Next time you’re at your party, you probably will be thinking about anything but your oral health. However, our overall oral health is determined by the sum of all our momentary decisions. If you want to have the healthiest smile possible, you need to make sure you’re keeping this in mind constantly, and that includes at parties. Here are some tips for choosing healthy drinks for your teeth.
Hopefully by now you know that soda pop is probably the worst possible thing you can drink for your teeth. Not only is there a lot of sugar and in many cases have staining artificial colors, but sodas can be very acidic. Some sodas have a pH below 2.5. Water is neutral at ph 7 (though tap water may vary slightly), and tooth enamel begins to dissolve at 5.5. The scale is logarithmic, so 2.5 is actually 1000 times more acidic than 5.5.
However, they are not all so bad. Root beer has a pH similar to actual beer, around 4.0, though it still has artificial colors and lots of sugar.
Winter Favorites Can Be Damaging
There are also many holiday beverages that can cause damage to your teeth. Egg nog, for example, is not only high in sugar, the fat content helps it to cling to your teeth, allowing more time for bacteria to feed on the sugars. Hot chocolate has a similar problem, with the addition of the dark staining compounds.

**WORK INSTRUCTION 1**: In the passage on drinks and teeth, at what pH does tooth enamel begin to dissolve?
**WORK INSTRUCTION 2**: Translate this sentence from the passage on drinks and teeth into Spanish: "There are also many holiday beverages that can cause damage to your teeth."
**WORK INSTRUCTION 3**: Return, word for word, the part of the passage on drinks and teeth that opens with the words containing "Hopefully by now" and closes with "lots of sugar.".

**SUPPLIED INFORMATION**:
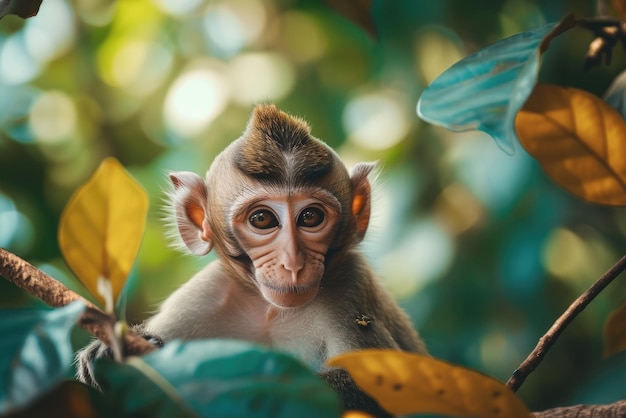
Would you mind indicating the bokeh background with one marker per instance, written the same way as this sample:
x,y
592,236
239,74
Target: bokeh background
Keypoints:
x,y
481,249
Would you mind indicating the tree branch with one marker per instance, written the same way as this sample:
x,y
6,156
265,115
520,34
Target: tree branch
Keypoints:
x,y
614,410
54,293
550,337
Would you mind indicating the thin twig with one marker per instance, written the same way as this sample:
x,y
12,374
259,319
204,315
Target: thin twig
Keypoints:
x,y
550,337
54,293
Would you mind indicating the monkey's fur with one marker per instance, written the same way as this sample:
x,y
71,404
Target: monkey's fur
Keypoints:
x,y
297,285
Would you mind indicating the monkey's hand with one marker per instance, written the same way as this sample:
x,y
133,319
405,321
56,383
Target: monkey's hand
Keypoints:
x,y
353,397
97,349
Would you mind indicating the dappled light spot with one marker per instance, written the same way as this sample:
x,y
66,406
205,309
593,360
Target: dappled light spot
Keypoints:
x,y
377,120
422,256
577,257
302,37
17,65
229,26
53,117
51,33
179,7
140,66
260,76
194,100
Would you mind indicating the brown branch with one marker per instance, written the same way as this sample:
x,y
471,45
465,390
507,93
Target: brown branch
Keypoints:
x,y
550,337
55,294
614,410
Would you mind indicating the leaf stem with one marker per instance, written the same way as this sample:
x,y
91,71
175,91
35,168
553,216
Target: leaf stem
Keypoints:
x,y
55,294
550,337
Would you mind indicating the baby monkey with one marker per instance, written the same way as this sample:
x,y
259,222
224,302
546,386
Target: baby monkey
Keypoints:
x,y
284,216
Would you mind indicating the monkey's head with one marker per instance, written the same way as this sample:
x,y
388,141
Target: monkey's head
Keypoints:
x,y
276,204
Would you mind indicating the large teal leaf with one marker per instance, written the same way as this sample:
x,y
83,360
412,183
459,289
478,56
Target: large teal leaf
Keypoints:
x,y
219,378
135,389
35,352
484,91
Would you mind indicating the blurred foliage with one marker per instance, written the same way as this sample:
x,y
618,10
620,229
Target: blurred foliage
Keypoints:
x,y
483,251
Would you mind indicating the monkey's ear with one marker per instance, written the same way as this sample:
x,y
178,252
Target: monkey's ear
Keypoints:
x,y
190,205
361,196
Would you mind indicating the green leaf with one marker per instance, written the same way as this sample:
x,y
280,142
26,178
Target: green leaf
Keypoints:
x,y
134,389
484,91
220,378
36,352
68,399
409,383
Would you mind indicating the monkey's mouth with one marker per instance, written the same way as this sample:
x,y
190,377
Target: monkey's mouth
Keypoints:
x,y
289,296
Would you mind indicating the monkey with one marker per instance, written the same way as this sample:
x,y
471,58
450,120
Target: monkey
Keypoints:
x,y
285,218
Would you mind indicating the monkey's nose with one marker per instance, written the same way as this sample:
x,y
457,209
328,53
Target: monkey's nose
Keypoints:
x,y
293,265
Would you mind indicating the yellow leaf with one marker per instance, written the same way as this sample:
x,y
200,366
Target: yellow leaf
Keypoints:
x,y
579,140
101,229
407,383
615,331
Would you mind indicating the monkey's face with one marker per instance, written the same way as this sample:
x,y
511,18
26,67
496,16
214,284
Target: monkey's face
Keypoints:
x,y
287,236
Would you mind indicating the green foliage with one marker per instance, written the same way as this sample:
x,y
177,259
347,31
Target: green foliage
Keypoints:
x,y
36,352
482,248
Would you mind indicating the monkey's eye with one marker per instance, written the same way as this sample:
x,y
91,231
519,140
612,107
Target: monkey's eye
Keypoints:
x,y
263,219
310,217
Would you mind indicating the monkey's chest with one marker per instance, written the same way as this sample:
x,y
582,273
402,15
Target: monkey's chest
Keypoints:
x,y
292,331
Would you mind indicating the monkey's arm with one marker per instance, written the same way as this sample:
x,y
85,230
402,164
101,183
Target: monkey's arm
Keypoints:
x,y
97,349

**TASK SOLUTION 1**: 5.5

**TASK SOLUTION 2**: También hay muchas bebidas festivas que pueden causar daños a los dientes.

**TASK SOLUTION 3**:
Hopefully by now you know that soda pop is probably the worst possible thing you can drink for your teeth. Not only is there a lot of sugar and in many cases have staining artificial colors, but sodas can be very acidic. Some sodas have a pH below 2.5. Water is neutral at ph 7 (though tap water may vary slightly), and tooth enamel begins to dissolve at 5.5. The scale is logarithmic, so 2.5 is actually 1000 times more acidic than 5.5.
However, they are not all so bad. Root beer has a pH similar to actual beer, around 4.0, though it still has artificial colors and lots of sugar.